What the task requires>
Produce a verbatim copy of the following records, leaving out all pictures.
START Recorded information
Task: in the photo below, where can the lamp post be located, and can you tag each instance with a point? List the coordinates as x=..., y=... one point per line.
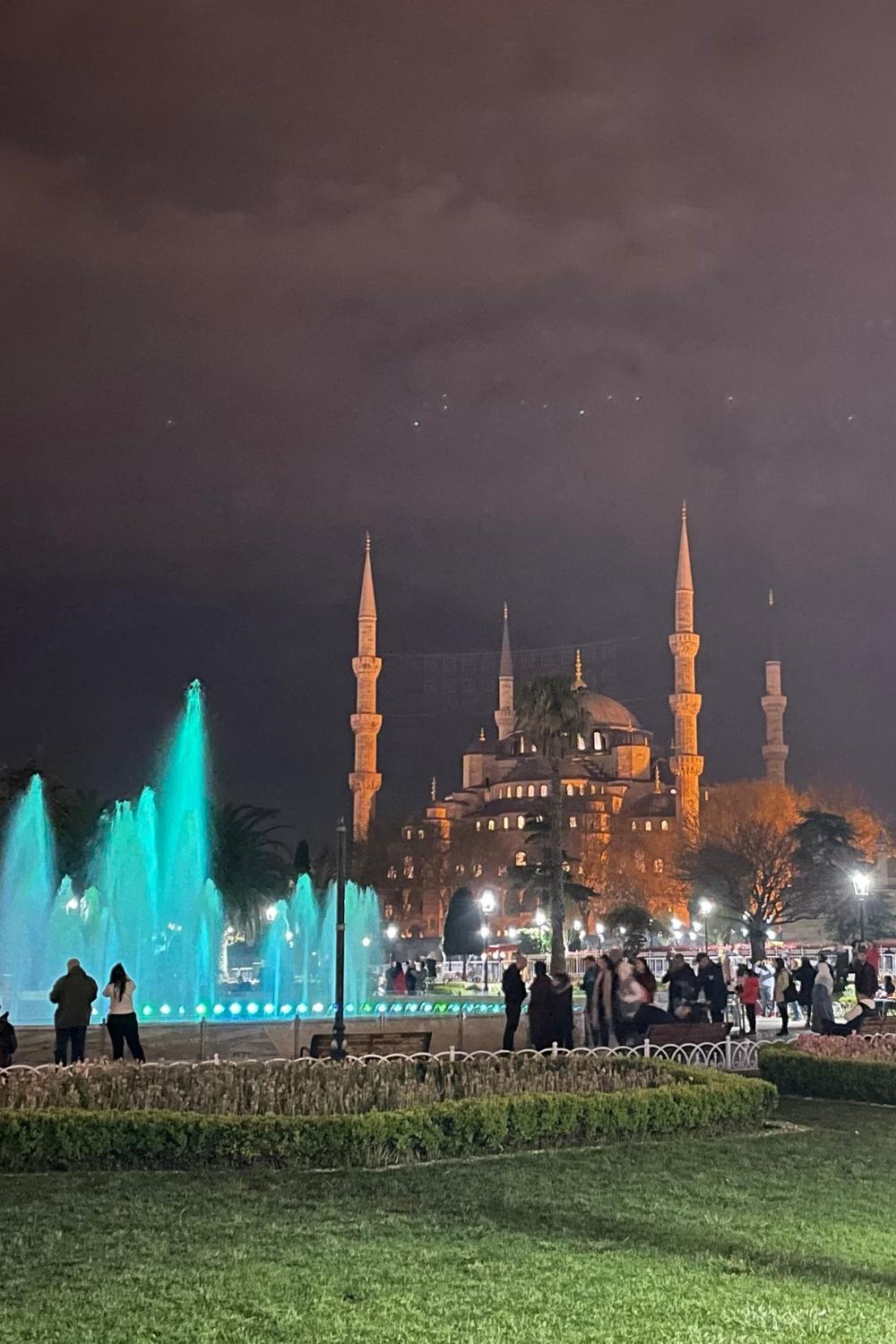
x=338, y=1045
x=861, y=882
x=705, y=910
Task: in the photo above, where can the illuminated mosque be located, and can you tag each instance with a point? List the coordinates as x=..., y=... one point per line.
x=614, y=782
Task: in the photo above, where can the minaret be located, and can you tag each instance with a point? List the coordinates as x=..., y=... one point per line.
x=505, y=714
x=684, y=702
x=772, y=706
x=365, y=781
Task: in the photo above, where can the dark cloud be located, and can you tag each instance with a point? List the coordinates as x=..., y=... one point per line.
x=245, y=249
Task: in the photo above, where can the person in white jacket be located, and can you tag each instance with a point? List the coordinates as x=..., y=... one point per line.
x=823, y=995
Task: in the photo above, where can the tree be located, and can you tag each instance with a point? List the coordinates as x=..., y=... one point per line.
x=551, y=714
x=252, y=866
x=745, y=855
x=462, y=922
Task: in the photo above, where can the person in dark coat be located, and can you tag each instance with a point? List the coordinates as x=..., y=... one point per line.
END Recorded information
Solution to this exercise>
Task: in the photo below, where can the lamp post be located, and can you tag each instance with a point? List the coordinates as x=..., y=... one point per line.
x=338, y=1045
x=861, y=882
x=705, y=910
Task: in the photo above, where can the illuminated mosque be located, and can you tag each instance with a point? List the coordinates as x=..., y=... one point per line.
x=614, y=782
Task: in the photo above, where can the minaret be located, and can you tag each instance with a point? List the coordinates as x=..., y=... one point per line.
x=505, y=714
x=684, y=702
x=772, y=706
x=365, y=781
Task: in the photo above, where can the dark cloud be located, and can you tag each instance with a point? List the coordinates as x=..., y=... one point per line.
x=245, y=249
Task: in the photo above, where can the person in white jacket be located, and can you tag each instance with a point? List the coordinates as x=..., y=... one point per line.
x=823, y=995
Task: in the photo above, where can the tree be located, and can you tag each instance with a point? List the coordinates as x=..., y=... one point per line.
x=551, y=714
x=252, y=866
x=745, y=855
x=462, y=922
Task: in the photo above, where can the person in dark coat be located, and can you tag each instance with a point? List the coordinates as x=..., y=... one point per line.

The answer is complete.